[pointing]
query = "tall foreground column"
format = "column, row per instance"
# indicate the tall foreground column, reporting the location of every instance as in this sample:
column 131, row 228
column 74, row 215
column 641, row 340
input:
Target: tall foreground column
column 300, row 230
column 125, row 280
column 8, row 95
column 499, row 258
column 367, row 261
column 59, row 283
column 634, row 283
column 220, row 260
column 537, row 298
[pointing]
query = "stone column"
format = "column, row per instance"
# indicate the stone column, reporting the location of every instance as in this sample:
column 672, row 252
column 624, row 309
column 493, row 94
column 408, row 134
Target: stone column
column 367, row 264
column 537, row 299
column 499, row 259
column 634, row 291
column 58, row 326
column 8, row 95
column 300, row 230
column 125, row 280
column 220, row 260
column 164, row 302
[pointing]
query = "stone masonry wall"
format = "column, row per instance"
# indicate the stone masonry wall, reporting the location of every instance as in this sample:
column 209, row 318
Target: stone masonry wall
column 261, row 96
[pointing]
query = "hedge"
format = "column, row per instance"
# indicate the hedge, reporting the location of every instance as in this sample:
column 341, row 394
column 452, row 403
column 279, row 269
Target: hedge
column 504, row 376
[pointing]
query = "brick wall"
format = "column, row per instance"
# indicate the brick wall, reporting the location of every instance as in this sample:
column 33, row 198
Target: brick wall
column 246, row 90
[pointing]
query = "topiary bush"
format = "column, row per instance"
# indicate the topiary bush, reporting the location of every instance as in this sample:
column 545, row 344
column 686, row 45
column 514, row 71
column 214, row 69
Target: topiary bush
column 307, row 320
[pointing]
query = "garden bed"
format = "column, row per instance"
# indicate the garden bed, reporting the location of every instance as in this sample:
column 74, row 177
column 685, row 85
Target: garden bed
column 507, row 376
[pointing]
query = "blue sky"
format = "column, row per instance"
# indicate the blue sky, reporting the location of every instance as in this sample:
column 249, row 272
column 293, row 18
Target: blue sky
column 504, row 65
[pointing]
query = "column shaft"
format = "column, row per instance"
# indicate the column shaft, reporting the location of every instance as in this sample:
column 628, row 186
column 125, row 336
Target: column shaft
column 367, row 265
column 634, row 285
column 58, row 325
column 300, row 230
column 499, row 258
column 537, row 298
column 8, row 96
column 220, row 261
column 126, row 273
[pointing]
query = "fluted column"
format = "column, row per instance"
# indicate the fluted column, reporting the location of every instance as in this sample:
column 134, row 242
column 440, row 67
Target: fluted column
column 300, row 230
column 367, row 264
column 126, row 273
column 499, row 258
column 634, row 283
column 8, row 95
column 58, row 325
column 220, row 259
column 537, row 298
-=-=-
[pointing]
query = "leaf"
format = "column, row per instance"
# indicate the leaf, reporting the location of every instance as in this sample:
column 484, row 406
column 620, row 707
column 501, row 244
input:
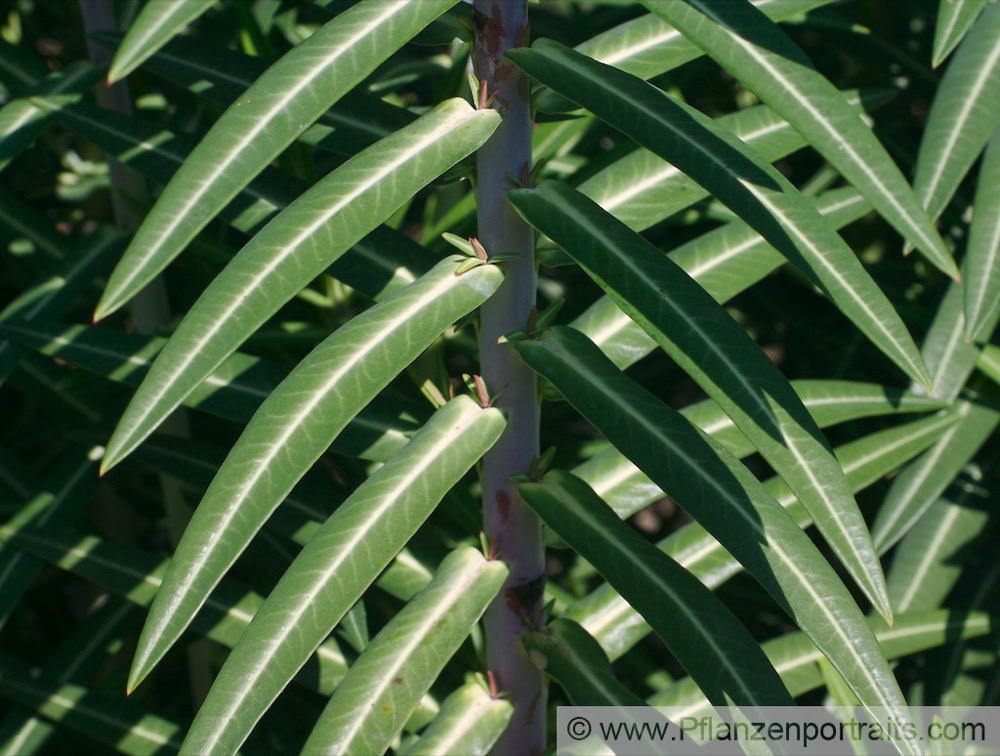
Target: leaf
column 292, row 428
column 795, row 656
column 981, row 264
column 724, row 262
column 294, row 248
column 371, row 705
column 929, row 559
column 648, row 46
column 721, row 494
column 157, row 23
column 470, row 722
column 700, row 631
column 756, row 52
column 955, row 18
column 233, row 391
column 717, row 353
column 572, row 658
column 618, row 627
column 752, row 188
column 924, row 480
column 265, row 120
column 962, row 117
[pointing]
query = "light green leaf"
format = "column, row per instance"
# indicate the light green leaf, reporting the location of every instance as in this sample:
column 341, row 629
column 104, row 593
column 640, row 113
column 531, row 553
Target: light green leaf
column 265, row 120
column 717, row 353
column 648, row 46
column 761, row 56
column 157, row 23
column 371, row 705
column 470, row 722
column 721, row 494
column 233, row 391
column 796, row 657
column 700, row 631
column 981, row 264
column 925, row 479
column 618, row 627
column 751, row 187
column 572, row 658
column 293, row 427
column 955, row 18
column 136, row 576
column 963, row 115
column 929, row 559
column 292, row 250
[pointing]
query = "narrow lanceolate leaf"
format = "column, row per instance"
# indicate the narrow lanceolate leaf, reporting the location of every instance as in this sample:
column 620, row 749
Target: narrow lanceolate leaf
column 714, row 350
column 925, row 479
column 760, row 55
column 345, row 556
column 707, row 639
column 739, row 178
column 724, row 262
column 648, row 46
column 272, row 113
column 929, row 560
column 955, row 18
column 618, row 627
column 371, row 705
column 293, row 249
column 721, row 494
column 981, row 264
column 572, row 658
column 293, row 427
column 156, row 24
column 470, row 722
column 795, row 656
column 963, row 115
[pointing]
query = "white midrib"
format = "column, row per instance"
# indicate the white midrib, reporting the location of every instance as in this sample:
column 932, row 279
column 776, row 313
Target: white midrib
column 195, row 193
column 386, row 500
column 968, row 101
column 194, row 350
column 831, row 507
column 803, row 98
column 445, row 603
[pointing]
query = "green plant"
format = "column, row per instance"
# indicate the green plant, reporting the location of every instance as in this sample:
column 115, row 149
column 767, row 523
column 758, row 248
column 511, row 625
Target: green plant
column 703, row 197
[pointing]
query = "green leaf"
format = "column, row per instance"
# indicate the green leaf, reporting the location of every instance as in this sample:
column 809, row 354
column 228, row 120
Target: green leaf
-=-=-
▶ _What you are asked to do_
Produce a word-for-word copy of everything above from the line holding "column 511, row 625" down to the line holding "Target: green leaf", with both of those lines kept.

▶ _Solved problem_
column 511, row 625
Target: green plant
column 703, row 197
[pointing]
query = "green leaf"
format = "column, row per instance"
# indicate the green leaf, reporting the location of every instance as in this sample:
column 809, row 354
column 228, row 120
Target: green leaf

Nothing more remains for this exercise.